* [Aufgaben]:
(a) Gib den Absatz des Textes über das Thüringer Kontrollgremium, der mit „Apropos Verfassungsschutz“ beginnt, als kurze Liste wieder, ohne seine wesentlichen Aussagen wegzulassen.
(b) Ersetze im Text über das Thüringer Kontrollgremium „Schlapphüte“ durch „Geheimdienstler“ und gib dabei den Abschnitt wieder, der mit den Worten „(Für alle, die“ beginnt und nach „schieren Masse untergehen.)“ endet.

* [Textseite]:
Apropos Verfassungsschutz: Alle Mitglieder des Parlamentarischen Kontrollgremiums für den Verfassungsschutz haben den Wiedereinzug in den thüringischen Landtag verpasst. Der Ausschuss müsste also neu gewählt werden. Allerdings wird für diese Wahl eine Zwei-Drittel-Mehrheit benötigt. Und die gibt es nur mit der AfD, weil diese bekanntlich über die Sperrminorität, also mehr als ein Drittel der Sitze, verfügt. Bisher hatte man der AfD einen Sitz im Kontrollgremium verweigert, doch das wird nun nicht mehr gehen, da die AfD die Kandidaten der anderen Parteien nur mitwählen wird, wenn die anderen auch jemanden aus ihren Reihen mitwählen. Und das werden sie nicht tun, denn wenn da plötzlich ein Blauer im Kontrollgremium für den Verfassungsschutz mitmischt, dann können die Mitglieder der anderen Parteien nicht mehr ungestört genau das tun, was dieses Kontrollgremium eigentlich verhindern soll, nämlich den Verfassungsschutz als eine Art Geheimpolizei zur Ausspähung und Diffamierung der politischen Konkurrenz missbrauchen.

Dummerweise verpflichtet die Thüringer Verfassung jedoch das Parlament, den Inlandsgeheimdienst zu kontrollieren. Kommt also kein Kontrollgremium zustande, so stellt das einen Verfassungsbruch dar. Sollte dennoch ein Kontrollgremium zustande kommen, und dann zwangsweise mit AfD-Beteiligung, droht anderes Ungemach: Mecki Haltungszwang, Chef von „Horch und Guck Bund“, wird die Thüringer dann aus dem Verfassungsschutzverbund ausschließen. Es gehört nicht viel Fantasie dazu, sich lebhaft vorzustellen, wie sich dieser Vogel beim bloßen Gedanken daran, dass ihm jemand von der AfD plötzlich aus nächster Nähe etwas genauer auf die Fingerchen schauen könnte, gnadenlos einkacken dürfte.

(Für alle, die sich jetzt fragen, ob ich nicht förmlich um die Aufmerksamkeit des Verfassungsschutzes bettele, wenn ich solche Gags raushaue: Ich habe mir unlängst den Spaß erlaubt, mal höflich nachzufragen, was die Schlapphüte denn so über mich gespeichert haben. Daraufhin bat man mich freundlich, meine Frage doch ein wenig zu konkretisieren, da über tausend Datensätze mit meinem Namen existierten. Insofern dürfte das hier nur eine weitere Kerbe im Bettpfosten sein und in der schieren Masse untergehen.)

Im Rahmen der Nachwehen der beiden Wahlen gab es seitens der üblichen Verdächtigen noch unzählige weitere intellektuelle Totalkapitulationen und Peinlichkeiten mit Offenbarungsqualitäten, doch beschränken wir uns aus Platzgründen auf die bisher behandelten, die ich sorgsam vorselektiert habe, weil sie meiner Ansicht nach am meisten „Musik“ enthalten.

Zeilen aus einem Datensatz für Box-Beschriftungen

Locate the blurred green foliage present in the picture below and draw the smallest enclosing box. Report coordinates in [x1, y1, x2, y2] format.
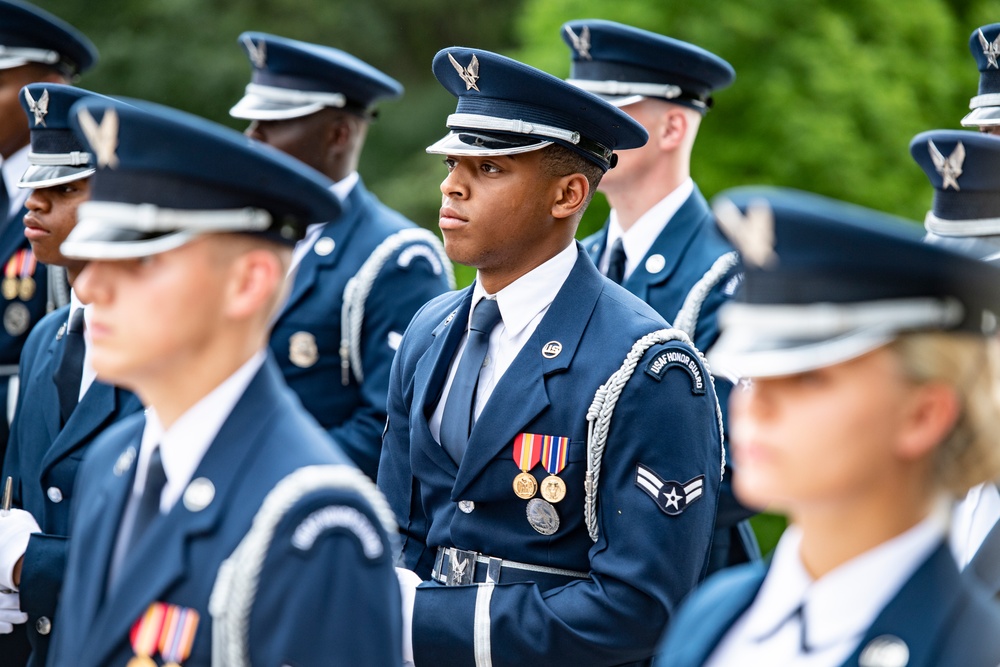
[31, 0, 1000, 550]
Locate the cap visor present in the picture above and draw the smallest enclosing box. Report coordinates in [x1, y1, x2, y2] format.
[427, 130, 552, 156]
[962, 107, 1000, 127]
[59, 218, 198, 260]
[229, 94, 323, 120]
[17, 165, 96, 189]
[709, 329, 896, 378]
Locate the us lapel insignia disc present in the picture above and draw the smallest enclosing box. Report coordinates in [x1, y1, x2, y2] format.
[858, 635, 910, 667]
[525, 498, 559, 535]
[288, 331, 319, 368]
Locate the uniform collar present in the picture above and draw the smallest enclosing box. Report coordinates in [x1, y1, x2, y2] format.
[601, 178, 694, 278]
[466, 242, 577, 337]
[132, 350, 267, 510]
[745, 508, 948, 648]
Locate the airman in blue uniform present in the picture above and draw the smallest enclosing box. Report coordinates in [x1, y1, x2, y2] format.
[39, 99, 401, 667]
[230, 32, 454, 478]
[656, 188, 1000, 667]
[378, 47, 723, 667]
[0, 83, 142, 667]
[562, 19, 760, 571]
[0, 0, 97, 472]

* [Lösungen]:
(a)
- Alle Mitglieder des Parlamentarischen Kontrollgremiums für den Verfassungsschutz haben den Wiedereinzug in den thüringischen Landtag verpasst, daher müsste der Ausschuss neu gewählt werden.
- Für die Wahl ist eine Zwei-Drittel-Mehrheit nötig. Die gibt es nur mit der AfD, weil sie über die Sperrminorität verfügt.
- Bisher wurde der AfD ein Sitz im Gremium verweigert. Nun wählt sie die Kandidaten der anderen Parteien nur mit, wenn diese auch jemanden aus ihren Reihen mitwählen.
- Laut Text werden die anderen Parteien das nicht tun, da sie sonst den Verfassungsschutz nicht mehr ungestört zur Ausspähung und Diffamierung der politischen Konkurrenz missbrauchen könnten.

(b)
(Für alle, die sich jetzt fragen, ob ich nicht förmlich um die Aufmerksamkeit des Verfassungsschutzes bettele, wenn ich solche Gags raushaue: Ich habe mir unlängst den Spaß erlaubt, mal höflich nachzufragen, was die Geheimdienstler denn so über mich gespeichert haben. Daraufhin bat man mich freundlich, meine Frage doch ein wenig zu konkretisieren, da über tausend Datensätze mit meinem Namen existierten. Insofern dürfte das hier nur eine weitere Kerbe im Bettpfosten sein und in der schieren Masse untergehen.)